### Requirements
Pick out and copy each line of the material below that contains the word "tree". Case counts.

### Records supplied
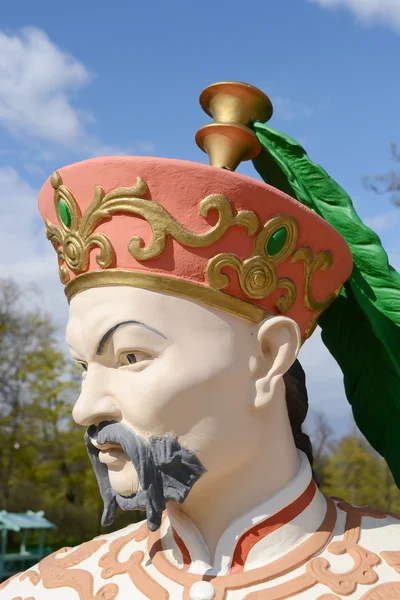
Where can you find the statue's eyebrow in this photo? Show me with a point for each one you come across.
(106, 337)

---

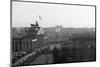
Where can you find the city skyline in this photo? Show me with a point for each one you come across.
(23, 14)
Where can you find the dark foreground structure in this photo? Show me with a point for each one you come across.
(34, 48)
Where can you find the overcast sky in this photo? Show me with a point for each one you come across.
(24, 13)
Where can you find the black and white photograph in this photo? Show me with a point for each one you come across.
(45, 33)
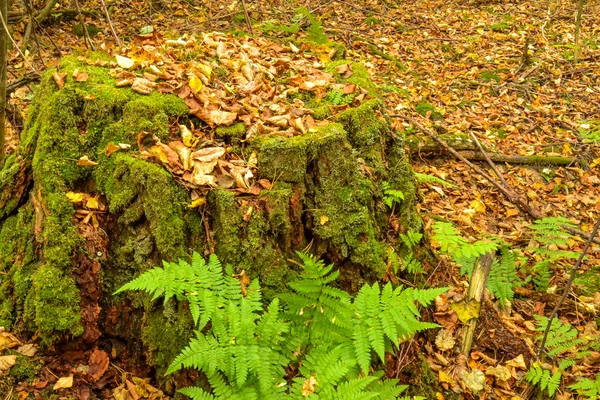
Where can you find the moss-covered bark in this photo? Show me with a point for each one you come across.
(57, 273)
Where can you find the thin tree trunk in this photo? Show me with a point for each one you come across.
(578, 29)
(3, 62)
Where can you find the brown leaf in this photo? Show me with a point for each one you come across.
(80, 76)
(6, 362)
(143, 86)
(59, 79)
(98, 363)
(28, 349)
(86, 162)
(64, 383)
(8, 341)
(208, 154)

...

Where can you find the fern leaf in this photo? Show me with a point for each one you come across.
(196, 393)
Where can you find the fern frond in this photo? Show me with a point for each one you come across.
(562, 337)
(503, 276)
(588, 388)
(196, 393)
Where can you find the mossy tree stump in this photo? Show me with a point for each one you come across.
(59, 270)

### Result for this task
Where can you find the thin tree trunk in this photo? Show me with a point for each one you come across.
Where can you find the mossy tree stump in this photo? Show me with a point for each one you come across.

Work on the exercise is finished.